_TEXT:_
# # # # # # #

It is clear that any attempt to draw the West’s attention to Saudi Arabia’s history of glaring human rights violations, would require an urgent amendment to the terminology we regularly use to describe the Saudi regime.
The most genial words have been pouring in from across the world for King Abdullah, the “reformer”.
President Obama cancelled his trip to the Taj Mahal to fly to Saudi Arabia.
In his statement on the death of King Abdullah, Obama spoke about the king’s initiatives “that will outlive him as an enduring contribution to the search for peace in the region”.
The National Defense University in the US announced an essay competition to pay tribute to the deceased Saudi monarch.
The Japanese government praised him as a “peacekeeper”.
Perhaps the most baffling commendation came from the IMF’s Christine Lagarde, who called King Abdullah “a strong advocate for women”.
The four adult daughters reportedly house-arrested by King Abdullah, just to keep them from returning to his ex-wife were apparently not available to rebut Lagarde’s tribute.
Nor were the millions of other Saudi women who, regrettably, could not leave their homes without their husbands’ permission.

# # # # # # #

_STATED TASK 1:_ Reproduce the listing word for word, starting at the line that contains "of the balcony" and continuing down to the end of the listing, with both of those lines included.
The passage on King Abdullah and the listing have no connection to each other.

(Coordinate labeling data)
# # # # # # #

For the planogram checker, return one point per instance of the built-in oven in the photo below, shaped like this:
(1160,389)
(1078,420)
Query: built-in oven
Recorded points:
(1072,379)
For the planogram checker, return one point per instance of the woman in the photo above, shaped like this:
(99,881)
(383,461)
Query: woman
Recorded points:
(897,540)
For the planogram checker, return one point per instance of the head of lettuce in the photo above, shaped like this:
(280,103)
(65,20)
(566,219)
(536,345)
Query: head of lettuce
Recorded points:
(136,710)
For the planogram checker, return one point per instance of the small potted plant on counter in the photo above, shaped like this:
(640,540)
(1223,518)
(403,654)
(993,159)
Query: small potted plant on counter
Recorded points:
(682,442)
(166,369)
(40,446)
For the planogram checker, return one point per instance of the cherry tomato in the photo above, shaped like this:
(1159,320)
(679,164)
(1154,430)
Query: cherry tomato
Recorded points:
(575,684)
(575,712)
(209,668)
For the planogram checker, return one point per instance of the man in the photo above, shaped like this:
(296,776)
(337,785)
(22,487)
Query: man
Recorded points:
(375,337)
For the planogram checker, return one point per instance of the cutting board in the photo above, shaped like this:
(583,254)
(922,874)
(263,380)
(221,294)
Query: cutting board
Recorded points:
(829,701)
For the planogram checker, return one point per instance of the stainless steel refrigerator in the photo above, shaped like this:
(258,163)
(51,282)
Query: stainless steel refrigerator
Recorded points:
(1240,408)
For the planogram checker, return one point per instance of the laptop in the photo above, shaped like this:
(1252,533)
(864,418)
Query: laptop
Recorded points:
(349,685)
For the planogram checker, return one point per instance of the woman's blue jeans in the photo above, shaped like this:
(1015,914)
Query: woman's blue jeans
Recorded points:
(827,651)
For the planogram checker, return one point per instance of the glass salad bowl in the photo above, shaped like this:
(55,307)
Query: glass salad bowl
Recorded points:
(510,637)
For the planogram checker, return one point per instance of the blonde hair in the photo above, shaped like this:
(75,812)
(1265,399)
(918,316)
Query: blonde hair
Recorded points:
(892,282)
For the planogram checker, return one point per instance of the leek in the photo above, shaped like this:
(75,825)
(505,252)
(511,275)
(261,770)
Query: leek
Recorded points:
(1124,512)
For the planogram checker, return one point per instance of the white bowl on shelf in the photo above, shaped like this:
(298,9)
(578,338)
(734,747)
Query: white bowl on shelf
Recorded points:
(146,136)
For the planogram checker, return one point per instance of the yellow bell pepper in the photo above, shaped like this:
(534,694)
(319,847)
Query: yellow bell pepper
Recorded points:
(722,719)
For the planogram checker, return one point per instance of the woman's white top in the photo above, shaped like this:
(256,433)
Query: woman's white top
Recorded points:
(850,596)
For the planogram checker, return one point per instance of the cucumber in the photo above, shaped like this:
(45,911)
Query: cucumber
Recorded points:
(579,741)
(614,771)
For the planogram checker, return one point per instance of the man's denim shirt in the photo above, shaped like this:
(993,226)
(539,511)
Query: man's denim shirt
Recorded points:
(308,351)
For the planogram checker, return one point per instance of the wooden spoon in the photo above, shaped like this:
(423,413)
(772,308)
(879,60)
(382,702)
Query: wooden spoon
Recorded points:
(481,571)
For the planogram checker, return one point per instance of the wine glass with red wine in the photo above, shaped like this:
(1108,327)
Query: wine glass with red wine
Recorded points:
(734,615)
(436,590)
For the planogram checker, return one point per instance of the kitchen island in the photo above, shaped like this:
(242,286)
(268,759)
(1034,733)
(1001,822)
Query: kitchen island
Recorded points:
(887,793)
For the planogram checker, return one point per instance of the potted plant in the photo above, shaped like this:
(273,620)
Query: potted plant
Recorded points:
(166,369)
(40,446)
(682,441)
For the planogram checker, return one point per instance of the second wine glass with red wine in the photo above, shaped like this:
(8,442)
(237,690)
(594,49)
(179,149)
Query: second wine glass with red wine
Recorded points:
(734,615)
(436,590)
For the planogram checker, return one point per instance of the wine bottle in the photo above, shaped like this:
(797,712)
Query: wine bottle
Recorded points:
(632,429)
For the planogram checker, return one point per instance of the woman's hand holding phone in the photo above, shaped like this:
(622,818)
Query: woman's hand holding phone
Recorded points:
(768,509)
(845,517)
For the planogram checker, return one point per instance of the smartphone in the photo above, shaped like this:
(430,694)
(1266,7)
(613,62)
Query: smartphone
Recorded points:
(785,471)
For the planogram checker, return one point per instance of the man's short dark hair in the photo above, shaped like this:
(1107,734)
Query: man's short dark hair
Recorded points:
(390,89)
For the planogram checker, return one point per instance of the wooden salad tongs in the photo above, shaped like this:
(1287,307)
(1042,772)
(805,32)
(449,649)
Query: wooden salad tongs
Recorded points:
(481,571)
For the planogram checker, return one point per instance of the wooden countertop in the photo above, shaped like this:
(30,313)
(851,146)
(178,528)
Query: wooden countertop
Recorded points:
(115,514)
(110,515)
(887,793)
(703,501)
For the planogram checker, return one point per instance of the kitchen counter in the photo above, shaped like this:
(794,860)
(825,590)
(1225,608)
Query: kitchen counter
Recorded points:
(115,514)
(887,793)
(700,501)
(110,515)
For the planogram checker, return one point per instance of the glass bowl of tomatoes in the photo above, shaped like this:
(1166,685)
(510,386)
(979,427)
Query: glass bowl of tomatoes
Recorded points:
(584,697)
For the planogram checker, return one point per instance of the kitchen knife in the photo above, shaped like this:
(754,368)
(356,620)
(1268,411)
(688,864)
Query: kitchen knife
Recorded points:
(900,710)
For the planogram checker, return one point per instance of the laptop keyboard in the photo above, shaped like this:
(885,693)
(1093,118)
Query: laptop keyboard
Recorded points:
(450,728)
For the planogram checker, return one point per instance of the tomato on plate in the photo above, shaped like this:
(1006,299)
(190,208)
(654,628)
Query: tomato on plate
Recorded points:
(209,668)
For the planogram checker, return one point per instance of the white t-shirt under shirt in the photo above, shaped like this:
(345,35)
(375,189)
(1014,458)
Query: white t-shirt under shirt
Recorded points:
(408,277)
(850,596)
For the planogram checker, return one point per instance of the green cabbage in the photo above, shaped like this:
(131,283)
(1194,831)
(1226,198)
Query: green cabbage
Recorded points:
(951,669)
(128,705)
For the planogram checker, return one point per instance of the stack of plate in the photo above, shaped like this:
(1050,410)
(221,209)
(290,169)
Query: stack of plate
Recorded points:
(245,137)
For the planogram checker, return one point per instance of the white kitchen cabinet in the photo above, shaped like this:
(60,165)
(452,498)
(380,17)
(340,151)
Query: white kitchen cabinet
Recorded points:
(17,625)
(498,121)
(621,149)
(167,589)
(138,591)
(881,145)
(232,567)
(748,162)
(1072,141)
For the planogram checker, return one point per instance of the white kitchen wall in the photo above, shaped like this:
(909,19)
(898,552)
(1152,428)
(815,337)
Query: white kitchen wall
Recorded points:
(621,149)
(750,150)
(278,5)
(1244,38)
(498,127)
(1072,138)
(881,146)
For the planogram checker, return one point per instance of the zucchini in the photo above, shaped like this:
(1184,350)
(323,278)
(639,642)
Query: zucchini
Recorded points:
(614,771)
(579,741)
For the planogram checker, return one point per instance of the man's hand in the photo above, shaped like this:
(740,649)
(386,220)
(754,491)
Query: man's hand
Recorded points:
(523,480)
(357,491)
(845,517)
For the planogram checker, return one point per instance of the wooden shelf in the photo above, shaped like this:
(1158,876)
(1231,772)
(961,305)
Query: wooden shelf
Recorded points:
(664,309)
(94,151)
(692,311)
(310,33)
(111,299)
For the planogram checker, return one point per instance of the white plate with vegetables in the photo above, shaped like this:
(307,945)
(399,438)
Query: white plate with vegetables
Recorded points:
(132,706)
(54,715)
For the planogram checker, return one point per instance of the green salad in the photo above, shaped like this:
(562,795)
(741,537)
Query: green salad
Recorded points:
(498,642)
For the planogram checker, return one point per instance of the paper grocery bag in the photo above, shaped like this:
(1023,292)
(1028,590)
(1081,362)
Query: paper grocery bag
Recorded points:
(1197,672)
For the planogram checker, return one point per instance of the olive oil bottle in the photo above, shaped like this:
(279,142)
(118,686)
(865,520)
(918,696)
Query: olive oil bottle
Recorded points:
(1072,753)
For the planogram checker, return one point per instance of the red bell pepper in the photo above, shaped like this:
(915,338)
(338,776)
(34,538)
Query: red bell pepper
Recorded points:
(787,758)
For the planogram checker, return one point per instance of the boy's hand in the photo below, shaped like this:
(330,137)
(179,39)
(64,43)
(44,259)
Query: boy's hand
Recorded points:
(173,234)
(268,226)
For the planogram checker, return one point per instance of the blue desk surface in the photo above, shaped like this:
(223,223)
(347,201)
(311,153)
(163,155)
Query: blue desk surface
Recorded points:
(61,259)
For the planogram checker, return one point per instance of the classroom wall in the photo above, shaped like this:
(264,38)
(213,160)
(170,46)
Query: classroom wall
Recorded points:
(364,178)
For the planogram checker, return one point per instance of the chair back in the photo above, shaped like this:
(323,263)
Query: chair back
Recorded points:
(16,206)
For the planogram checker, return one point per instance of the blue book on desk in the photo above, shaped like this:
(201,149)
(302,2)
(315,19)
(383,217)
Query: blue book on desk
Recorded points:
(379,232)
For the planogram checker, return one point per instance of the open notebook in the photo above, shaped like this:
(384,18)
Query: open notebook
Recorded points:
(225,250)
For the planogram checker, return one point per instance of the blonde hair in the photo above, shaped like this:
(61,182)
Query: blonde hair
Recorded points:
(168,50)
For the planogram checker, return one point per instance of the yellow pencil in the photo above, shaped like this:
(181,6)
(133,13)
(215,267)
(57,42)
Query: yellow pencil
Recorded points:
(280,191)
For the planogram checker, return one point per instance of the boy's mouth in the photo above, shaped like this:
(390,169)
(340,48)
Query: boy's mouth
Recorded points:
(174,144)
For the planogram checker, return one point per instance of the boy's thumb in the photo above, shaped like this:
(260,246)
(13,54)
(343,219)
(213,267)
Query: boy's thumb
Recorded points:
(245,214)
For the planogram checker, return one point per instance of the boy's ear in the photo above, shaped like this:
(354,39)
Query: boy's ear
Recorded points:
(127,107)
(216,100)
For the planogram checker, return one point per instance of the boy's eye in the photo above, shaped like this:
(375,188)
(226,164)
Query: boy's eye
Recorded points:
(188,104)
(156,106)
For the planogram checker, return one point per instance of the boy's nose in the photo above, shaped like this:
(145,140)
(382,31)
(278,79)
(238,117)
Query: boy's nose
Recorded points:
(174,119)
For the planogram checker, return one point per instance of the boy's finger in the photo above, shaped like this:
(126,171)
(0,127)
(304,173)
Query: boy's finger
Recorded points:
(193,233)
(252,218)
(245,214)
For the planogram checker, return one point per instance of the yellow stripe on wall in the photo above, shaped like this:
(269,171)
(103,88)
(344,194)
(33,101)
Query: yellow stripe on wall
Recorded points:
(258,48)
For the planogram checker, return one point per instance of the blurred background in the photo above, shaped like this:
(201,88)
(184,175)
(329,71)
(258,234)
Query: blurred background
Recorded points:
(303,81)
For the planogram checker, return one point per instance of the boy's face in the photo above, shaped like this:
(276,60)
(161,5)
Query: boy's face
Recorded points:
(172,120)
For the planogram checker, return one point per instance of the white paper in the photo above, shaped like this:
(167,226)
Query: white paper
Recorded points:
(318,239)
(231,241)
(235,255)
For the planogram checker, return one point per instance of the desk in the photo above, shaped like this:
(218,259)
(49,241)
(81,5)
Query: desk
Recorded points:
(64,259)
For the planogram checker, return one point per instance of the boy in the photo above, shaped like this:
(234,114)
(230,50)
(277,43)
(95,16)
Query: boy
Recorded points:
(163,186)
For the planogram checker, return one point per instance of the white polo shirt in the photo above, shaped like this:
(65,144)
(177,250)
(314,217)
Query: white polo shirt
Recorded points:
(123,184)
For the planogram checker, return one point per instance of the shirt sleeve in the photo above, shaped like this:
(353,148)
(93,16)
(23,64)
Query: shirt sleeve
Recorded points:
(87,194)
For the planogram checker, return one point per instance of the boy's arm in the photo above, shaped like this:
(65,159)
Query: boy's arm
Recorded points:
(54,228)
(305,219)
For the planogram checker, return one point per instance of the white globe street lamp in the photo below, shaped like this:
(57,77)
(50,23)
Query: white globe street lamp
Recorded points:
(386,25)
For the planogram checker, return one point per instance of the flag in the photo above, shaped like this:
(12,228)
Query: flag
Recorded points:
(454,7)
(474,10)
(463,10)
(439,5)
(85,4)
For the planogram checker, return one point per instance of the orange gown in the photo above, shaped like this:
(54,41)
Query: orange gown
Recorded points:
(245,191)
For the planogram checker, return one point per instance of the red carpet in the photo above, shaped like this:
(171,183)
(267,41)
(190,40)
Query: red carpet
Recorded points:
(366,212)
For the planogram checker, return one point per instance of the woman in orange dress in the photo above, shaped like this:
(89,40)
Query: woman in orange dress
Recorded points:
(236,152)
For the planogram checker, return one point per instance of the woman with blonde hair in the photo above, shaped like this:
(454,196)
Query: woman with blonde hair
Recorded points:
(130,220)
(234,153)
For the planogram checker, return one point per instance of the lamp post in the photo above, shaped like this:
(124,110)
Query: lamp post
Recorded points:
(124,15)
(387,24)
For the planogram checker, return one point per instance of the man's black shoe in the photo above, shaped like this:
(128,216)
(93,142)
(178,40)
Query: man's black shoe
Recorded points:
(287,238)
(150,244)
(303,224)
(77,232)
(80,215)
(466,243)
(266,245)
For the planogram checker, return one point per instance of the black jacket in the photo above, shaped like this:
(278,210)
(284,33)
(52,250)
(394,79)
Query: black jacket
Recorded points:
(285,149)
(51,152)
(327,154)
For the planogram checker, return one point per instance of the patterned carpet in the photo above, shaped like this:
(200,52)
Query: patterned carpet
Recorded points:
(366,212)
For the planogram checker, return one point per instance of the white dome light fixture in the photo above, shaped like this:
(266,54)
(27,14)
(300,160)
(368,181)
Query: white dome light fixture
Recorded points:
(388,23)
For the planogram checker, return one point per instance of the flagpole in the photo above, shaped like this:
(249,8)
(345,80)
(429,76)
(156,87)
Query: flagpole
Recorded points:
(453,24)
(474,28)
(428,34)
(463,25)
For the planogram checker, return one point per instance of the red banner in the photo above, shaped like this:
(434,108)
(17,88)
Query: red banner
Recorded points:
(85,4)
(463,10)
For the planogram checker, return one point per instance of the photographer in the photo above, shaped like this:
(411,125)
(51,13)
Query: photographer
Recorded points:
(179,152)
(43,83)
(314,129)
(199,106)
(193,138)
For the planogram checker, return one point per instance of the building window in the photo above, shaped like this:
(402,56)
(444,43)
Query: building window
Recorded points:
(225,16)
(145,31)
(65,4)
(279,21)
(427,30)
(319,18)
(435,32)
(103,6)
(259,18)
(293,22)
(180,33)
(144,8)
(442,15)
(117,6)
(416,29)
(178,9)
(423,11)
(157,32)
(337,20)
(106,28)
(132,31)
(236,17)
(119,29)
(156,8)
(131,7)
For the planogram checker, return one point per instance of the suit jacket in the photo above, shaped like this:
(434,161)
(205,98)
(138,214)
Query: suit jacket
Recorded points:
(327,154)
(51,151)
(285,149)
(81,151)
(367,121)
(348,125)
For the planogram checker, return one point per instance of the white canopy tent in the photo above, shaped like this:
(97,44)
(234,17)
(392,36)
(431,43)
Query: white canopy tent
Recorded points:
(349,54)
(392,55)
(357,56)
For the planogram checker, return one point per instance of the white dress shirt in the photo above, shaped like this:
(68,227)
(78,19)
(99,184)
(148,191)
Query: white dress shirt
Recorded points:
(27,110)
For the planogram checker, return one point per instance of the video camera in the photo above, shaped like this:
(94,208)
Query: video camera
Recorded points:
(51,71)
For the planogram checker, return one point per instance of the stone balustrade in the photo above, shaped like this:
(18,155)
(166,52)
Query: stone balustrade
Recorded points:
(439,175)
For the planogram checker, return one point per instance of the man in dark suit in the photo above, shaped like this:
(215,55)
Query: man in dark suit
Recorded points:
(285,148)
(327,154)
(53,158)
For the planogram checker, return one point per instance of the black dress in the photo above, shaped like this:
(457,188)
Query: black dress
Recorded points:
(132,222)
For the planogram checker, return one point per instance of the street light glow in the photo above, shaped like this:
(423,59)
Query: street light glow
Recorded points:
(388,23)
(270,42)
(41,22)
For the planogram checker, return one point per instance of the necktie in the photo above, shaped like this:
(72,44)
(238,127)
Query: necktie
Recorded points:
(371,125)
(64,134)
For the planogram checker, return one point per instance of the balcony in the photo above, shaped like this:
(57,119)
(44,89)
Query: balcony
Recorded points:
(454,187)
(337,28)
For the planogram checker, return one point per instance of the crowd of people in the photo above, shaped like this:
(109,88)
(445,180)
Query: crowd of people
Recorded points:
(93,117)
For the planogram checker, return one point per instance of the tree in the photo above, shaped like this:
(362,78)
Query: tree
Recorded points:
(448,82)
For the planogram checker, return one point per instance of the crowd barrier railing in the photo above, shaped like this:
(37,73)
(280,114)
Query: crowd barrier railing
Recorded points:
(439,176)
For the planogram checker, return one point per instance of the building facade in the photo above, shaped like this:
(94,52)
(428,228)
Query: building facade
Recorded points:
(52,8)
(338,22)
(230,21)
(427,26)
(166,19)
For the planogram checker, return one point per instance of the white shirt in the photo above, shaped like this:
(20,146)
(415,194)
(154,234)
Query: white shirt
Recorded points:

# # # # # # #

_STATED TASK 2:_ Write out the whole passage on King Abdullah word for word.

_RESPONSE 1:_
For the planogram checker, return one point per instance of the balcony in the photo above, shaped like this:
(57,119)
(44,89)
Query: balcony
Recorded points:
(454,187)
(337,28)
For the planogram checker, return one point per instance of the crowd of people in the photo above, shaped like this:
(109,88)
(445,180)
Query: crowd of people
Recorded points:
(93,117)
For the planogram checker, return one point per instance of the tree in the photo above, shaped like this:
(362,78)
Query: tree
Recorded points:
(448,82)
For the planogram checker, return one point per instance of the crowd barrier railing in the photo above, shaped like this:
(37,73)
(280,114)
Query: crowd barrier railing
Recorded points:
(439,176)
For the planogram checker, return one point per instance of the building facade in the photo above, shaped like this:
(94,52)
(428,228)
Query: building facade
Recorded points:
(52,8)
(338,22)
(230,21)
(427,26)
(166,19)
For the planogram checker, return one point per instance of the white shirt in the photo above, shaped like this:
(20,146)
(415,194)
(154,234)
Query: white shirt
Recorded points:

_RESPONSE 2:_
It is clear that any attempt to draw the West’s attention to Saudi Arabia’s history of glaring human rights violations, would require an urgent amendment to the terminology we regularly use to describe the Saudi regime.
The most genial words have been pouring in from across the world for King Abdullah, the “reformer”.
President Obama cancelled his trip to the Taj Mahal to fly to Saudi Arabia.
In his statement on the death of King Abdullah, Obama spoke about the king’s initiatives “that will outlive him as an enduring contribution to the search for peace in the region”.
The National Defense University in the US announced an essay competition to pay tribute to the deceased Saudi monarch.
The Japanese government praised him as a “peacekeeper”.
Perhaps the most baffling commendation came from the IMF’s Christine Lagarde, who called King Abdullah “a strong advocate for women”.
The four adult daughters reportedly house-arrested by King Abdullah, just to keep them from returning to his ex-wife were apparently not available to rebut Lagarde’s tribute.
Nor were the millions of other Saudi women who, regrettably, could not leave their homes without their husbands’ permission.